/---
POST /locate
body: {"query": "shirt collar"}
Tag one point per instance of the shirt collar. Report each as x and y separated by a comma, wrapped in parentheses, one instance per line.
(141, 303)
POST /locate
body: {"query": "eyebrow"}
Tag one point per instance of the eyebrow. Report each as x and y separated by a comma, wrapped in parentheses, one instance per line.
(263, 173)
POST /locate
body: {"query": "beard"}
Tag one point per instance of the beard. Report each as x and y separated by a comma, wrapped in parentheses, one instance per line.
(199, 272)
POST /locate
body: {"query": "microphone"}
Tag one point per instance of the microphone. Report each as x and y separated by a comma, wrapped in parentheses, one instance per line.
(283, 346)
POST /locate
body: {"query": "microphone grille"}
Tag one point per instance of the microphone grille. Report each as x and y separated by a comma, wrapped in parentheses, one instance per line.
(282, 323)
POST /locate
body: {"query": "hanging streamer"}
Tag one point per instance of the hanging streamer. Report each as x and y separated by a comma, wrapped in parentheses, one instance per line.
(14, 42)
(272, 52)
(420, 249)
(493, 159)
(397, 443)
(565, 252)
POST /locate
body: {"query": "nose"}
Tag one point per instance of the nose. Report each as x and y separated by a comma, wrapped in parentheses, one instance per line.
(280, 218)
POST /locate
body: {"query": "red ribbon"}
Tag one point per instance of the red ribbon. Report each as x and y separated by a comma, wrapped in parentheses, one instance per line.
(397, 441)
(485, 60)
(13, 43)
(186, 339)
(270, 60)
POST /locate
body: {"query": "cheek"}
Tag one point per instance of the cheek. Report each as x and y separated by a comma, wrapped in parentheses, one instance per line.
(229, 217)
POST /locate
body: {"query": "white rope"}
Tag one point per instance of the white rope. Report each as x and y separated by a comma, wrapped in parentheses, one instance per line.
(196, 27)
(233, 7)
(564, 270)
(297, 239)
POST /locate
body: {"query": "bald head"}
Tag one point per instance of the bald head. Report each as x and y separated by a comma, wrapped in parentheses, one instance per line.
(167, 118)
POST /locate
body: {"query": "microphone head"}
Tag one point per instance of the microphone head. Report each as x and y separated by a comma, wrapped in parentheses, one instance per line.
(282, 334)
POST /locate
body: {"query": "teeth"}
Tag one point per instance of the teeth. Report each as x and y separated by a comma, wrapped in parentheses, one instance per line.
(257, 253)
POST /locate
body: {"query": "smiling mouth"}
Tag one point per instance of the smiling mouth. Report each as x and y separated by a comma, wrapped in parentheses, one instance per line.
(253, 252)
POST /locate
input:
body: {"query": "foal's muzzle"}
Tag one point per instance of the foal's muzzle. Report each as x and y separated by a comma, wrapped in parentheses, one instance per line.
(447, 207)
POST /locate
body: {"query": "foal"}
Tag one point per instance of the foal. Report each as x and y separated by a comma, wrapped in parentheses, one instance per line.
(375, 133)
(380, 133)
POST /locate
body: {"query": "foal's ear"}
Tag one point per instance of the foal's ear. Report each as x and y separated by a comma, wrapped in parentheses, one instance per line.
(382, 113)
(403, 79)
\---
» Exercise details:
Pick out each line of the material above that contains the word "streamer" and copy those lines in full.

» Worked answer:
body: {"query": "hanging streamer"}
Tag one point per instance of the hanging streamer. Report each as x and y separated by a comma, wrapped in parentheses, one instance per line.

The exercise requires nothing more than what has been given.